READING PASSAGE |

I agree on the instrcutions (worthless) - I even had to elongate some of the motor mount holes for them to fit - but all said and done thing works great


----------



## mikeintexas (Oct 25, 2011)

I've yet to use it (delivery of my TS has been pushed back 7 days :furious: ) but just letting it run and I'm really impressed by the volume of air and strength of suction this thing has. It sure seems like a heck of a deal for $150. Built like a tank and looks like it will hold up over time. It is a big machine though, especially in a 2-car garage that's already full of The Crap of Life. 

It'll be even bigger when I attach my separator to it. However, I feel like this is a really good purchase for me at this time. I'm just setting up shop and figured that the DC would be something I'd wind up buying eventually, so might as well do it up front. :gunsmilie:


----------



## dbhost (Jan 28, 2008)

Just remember, you don't want to use the stock filter bag. 5 microns is WAY too coarse. Upgrade to either a 1 micron canister or bag filter. 

Wynn Environmental sells their 35A canister that is widely popular, and Highland Woodworking sells a 1 micron bag that will work... The bag is cheaper, the canister breathes a LOT better.


----------



## mikeintexas (Oct 25, 2011)

Thanks for the info and links, dbhost. Do you recommend changing the bag even if I'm using a Thein Separator in front of the DC? I looked at that filter from Wynn; it costs more than the DC did. Ah, the 80/20 paper is $109. That's not bad at all. Much better at actual filtering you say? I do like that...so would my contacts. Stuff in the air bothers my eyes.


----------

DATA LISTING |

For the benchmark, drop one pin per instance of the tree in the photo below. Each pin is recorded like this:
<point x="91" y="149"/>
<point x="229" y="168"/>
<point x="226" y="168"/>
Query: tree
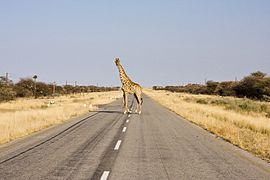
<point x="254" y="86"/>
<point x="25" y="88"/>
<point x="6" y="89"/>
<point x="211" y="87"/>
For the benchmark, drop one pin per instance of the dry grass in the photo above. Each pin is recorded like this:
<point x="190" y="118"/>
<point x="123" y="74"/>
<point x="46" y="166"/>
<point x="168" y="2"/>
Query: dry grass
<point x="248" y="128"/>
<point x="24" y="116"/>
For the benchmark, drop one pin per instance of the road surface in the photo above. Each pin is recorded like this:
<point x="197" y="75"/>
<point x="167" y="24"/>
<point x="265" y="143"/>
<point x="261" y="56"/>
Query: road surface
<point x="107" y="144"/>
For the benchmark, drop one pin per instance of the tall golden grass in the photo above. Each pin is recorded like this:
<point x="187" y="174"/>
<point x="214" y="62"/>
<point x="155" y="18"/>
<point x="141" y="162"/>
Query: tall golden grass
<point x="24" y="116"/>
<point x="247" y="128"/>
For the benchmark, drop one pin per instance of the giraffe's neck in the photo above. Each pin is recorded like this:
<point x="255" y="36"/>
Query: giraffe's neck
<point x="123" y="76"/>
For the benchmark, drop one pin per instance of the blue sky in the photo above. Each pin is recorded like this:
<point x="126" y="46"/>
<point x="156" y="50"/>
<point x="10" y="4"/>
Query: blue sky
<point x="159" y="42"/>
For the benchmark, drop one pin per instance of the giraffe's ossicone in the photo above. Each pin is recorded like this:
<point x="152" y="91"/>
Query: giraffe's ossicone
<point x="129" y="87"/>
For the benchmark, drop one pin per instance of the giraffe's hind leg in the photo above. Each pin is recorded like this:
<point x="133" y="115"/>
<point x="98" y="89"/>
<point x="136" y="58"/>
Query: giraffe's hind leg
<point x="126" y="103"/>
<point x="139" y="103"/>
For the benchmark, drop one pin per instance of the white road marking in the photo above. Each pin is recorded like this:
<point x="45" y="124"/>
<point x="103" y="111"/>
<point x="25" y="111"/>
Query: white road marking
<point x="117" y="145"/>
<point x="105" y="175"/>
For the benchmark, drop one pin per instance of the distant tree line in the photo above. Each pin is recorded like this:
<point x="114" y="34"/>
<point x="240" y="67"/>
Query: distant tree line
<point x="27" y="87"/>
<point x="254" y="86"/>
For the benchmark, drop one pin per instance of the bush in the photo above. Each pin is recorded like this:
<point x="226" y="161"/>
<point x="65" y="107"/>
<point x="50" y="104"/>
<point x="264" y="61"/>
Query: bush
<point x="7" y="93"/>
<point x="254" y="86"/>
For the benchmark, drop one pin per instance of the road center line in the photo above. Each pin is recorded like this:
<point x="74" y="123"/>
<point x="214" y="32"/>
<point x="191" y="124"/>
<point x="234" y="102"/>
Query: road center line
<point x="105" y="175"/>
<point x="117" y="145"/>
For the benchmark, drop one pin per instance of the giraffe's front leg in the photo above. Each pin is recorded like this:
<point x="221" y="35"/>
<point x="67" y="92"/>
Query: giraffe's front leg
<point x="126" y="103"/>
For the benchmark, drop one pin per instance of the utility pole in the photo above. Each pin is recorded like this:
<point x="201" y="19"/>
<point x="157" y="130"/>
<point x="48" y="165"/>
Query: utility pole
<point x="35" y="85"/>
<point x="54" y="84"/>
<point x="6" y="78"/>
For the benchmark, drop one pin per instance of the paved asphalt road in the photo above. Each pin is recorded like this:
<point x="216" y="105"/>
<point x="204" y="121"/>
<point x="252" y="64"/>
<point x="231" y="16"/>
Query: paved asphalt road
<point x="108" y="144"/>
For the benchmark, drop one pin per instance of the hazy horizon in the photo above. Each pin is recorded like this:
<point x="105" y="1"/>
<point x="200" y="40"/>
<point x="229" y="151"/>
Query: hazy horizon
<point x="158" y="42"/>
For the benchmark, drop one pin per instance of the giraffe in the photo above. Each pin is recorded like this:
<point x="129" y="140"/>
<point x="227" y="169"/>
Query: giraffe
<point x="129" y="87"/>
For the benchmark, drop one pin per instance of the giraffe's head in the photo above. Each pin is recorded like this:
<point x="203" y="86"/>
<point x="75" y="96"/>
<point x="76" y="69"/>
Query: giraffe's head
<point x="117" y="61"/>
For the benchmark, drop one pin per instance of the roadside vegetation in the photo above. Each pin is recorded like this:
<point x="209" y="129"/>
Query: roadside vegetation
<point x="24" y="116"/>
<point x="254" y="86"/>
<point x="241" y="121"/>
<point x="29" y="88"/>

REQUIREMENT 1 | According to the dust collector thread, what is the micron rating of the stock filter bag?
REQUIREMENT 2 | Transcribe the part of the dust collector thread between "I agree on the" and "Crap of Life.", inclusive.

TASK RESULT 1 | 5 microns.

TASK RESULT 2 |
I agree on the instrcutions (worthless) - I even had to elongate some of the motor mount holes for them to fit - but all said and done thing works great


----------



## mikeintexas (Oct 25, 2011)

I've yet to use it (delivery of my TS has been pushed back 7 days :furious: ) but just letting it run and I'm really impressed by the volume of air and strength of suction this thing has. It sure seems like a heck of a deal for $150. Built like a tank and looks like it will hold up over time. It is a big machine though, especially in a 2-car garage that's already full of The Crap of Life.